▶ [WORK INSTRUCTION] So that nothing is lost, restate each entry exactly as supplied.

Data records
|---|
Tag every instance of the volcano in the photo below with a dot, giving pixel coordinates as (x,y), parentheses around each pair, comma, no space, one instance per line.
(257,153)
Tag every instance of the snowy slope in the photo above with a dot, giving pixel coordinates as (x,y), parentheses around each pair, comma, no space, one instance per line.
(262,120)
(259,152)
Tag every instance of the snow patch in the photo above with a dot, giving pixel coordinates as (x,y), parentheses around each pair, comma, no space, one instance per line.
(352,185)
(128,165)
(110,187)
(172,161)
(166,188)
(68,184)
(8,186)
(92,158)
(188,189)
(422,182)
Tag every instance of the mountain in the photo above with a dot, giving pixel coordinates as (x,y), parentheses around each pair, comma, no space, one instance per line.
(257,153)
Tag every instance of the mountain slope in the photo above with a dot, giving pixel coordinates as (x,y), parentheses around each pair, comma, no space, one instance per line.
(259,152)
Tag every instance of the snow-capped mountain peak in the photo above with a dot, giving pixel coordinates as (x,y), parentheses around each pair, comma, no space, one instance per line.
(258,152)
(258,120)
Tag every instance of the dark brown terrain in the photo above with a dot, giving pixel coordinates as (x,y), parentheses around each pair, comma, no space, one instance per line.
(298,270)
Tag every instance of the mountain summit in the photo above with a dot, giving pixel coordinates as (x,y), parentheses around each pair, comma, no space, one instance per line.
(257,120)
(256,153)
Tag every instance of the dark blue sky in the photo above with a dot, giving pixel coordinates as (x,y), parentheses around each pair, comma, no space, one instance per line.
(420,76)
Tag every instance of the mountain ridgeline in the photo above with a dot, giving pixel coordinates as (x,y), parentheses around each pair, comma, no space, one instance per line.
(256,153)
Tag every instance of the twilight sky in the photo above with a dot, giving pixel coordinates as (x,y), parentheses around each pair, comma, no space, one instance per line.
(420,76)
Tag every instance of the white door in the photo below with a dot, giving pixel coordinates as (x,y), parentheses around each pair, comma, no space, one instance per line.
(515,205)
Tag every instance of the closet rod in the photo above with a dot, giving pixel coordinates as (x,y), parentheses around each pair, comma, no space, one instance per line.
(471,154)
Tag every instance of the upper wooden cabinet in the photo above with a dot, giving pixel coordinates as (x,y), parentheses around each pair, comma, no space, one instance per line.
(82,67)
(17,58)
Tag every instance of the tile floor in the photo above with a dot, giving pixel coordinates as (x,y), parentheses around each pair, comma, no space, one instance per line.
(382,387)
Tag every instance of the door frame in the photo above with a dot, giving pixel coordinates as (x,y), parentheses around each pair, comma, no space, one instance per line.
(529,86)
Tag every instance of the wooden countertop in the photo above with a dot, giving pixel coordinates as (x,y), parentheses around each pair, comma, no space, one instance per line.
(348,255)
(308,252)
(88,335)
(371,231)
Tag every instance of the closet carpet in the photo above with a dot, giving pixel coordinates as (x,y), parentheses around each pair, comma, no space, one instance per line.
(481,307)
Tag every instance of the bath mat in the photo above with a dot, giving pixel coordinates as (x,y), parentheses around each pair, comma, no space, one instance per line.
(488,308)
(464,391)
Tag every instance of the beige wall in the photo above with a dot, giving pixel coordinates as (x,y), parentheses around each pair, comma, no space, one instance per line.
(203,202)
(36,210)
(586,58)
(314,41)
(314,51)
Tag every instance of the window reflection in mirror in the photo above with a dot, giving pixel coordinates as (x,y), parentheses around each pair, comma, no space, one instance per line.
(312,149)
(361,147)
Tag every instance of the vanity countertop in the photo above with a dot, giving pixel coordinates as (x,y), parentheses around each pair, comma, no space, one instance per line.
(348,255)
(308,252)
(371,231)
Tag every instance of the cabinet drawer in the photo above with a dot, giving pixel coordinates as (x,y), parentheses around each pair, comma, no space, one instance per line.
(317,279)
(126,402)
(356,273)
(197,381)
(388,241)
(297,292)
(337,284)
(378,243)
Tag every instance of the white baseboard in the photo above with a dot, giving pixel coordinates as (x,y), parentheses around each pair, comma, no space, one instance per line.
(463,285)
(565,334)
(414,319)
|---|
▶ [SOLUTION]
Tag every instance of the volcano in the photo below with a dot, giving pixel coordinates as (x,y), parentheses around each pair, comma, no space, one instance per line.
(257,153)
Tag every instance of the snowy slope in the photo above with a dot, giving pixel coordinates as (x,y), parentheses around each pair, comma, no space, one instance per line.
(262,120)
(259,152)
Tag every instance of the snow patch in the photo above with a dot, giving pixel coordinates as (x,y), parentheses around each pair, comma, no space, one instance per line.
(352,185)
(128,165)
(110,187)
(172,161)
(166,188)
(68,184)
(8,186)
(92,158)
(188,189)
(422,182)
Tag every instance of the mountain in the photo above with a dot, giving pixel coordinates as (x,y), parentheses around each pair, comma, no space, one instance per line.
(257,153)
Tag every instance of the mountain slope in the photo above with a dot, giving pixel coordinates as (x,y), parentheses around each pair, comma, no space, one instance per line.
(259,152)
Tag every instance of the snow-capped mountain peak in the photo above with a dot, giving pixel coordinates as (x,y), parentheses around each pair, comma, no space, one instance per line.
(258,152)
(258,120)
Tag every instance of the dark brown terrain in the photo above with a dot, giving pixel coordinates as (x,y), parentheses around each pair, comma, no space, one instance per line.
(298,270)
Tag every instance of the mountain summit in the photo above with a dot, giving pixel coordinates as (x,y), parentheses around each pair, comma, no space, one instance per line.
(257,120)
(256,153)
Tag every instance of the dark blue sky in the photo above with a dot, giving pixel coordinates as (x,y), parentheses around each pair, comma, no space, one instance per line.
(420,76)
Tag every instance of the mountain ridgeline in the photo above with a dot, giving pixel coordinates as (x,y), parentheses around each pair, comma, no space, one instance per line.
(256,153)
Tag every instance of the twilight sky in the photo above with a dot, giving pixel coordinates as (x,y), parentheses around each pair, comma, no space, one instance per line.
(420,76)
Tag every instance of the white door in the photo below with a dot, giving pixel coordinates as (x,y), parentheses around each pair, comma, no space, one instance per line.
(515,205)
Tag every instance of the closet rod in the photo above with a dot, giving pixel coordinates as (x,y), parentheses around each pair, comma, no space, one instance per line.
(471,154)
Tag every instance of the upper wooden cabinet in the photo above with a dot, giving pixel coordinates as (x,y), parentheses around each pair, comma, no space, one instance per line.
(82,67)
(17,58)
Tag every instance of the tile floor in the photo above with a dot, giving pixel coordinates as (x,y), parentheses around each pair, comma, no space, one instance per line.
(382,387)
Tag every instance of the door frame in the photo above with a dot, giving pixel coordinates as (x,y), parentheses around each pair, comma, no space, one instance per line.
(529,86)
Tag every instance of the wooden countertop in the photo above with a dot, giving pixel coordinates as (x,y), parentheses around each pair, comma, no space, one instance per line.
(348,255)
(308,252)
(88,335)
(371,231)
Tag every instance of the closet carpet in the photo above with a dot, giving pixel coordinates as (x,y), parentheses around each pair, comma, no space, one instance per line.
(481,307)
Tag every instance of the bath mat in the photo above with a dot, giving pixel coordinates as (x,y), parentheses around each pair, comma, no space, one instance per line.
(488,308)
(464,391)
Tag every instance of the beige wall in the photo above with a dot, giving pixel coordinates as (x,y), parentheses around each pair, comma, no space, one instance per line.
(203,202)
(36,210)
(586,58)
(314,41)
(314,51)
Tag every instance of the window reflection in mirror in the photo above with a dot, giving pixel coordinates as (x,y), parentheses around each pair, comma, no space, one instance per line.
(312,149)
(361,147)
Tag every instance of the vanity countertop in the photo above with a dot, giving pixel coordinates as (x,y), parentheses around each pair, comma, no space, one instance per line.
(348,255)
(308,252)
(371,231)
Tag every instance of the cabinet drawer in the photo above with a dot, giving pixel coordinates as (x,y), parentheses around each pair, comma, no space, one instance per line.
(317,279)
(126,402)
(356,273)
(197,381)
(388,241)
(297,292)
(337,284)
(378,243)
Tag every instance of the white baseboard in the photo above with a dot, giving pixel coordinates as (x,y), parentheses around each pair, comma, no space, one instance per line.
(463,285)
(565,334)
(414,319)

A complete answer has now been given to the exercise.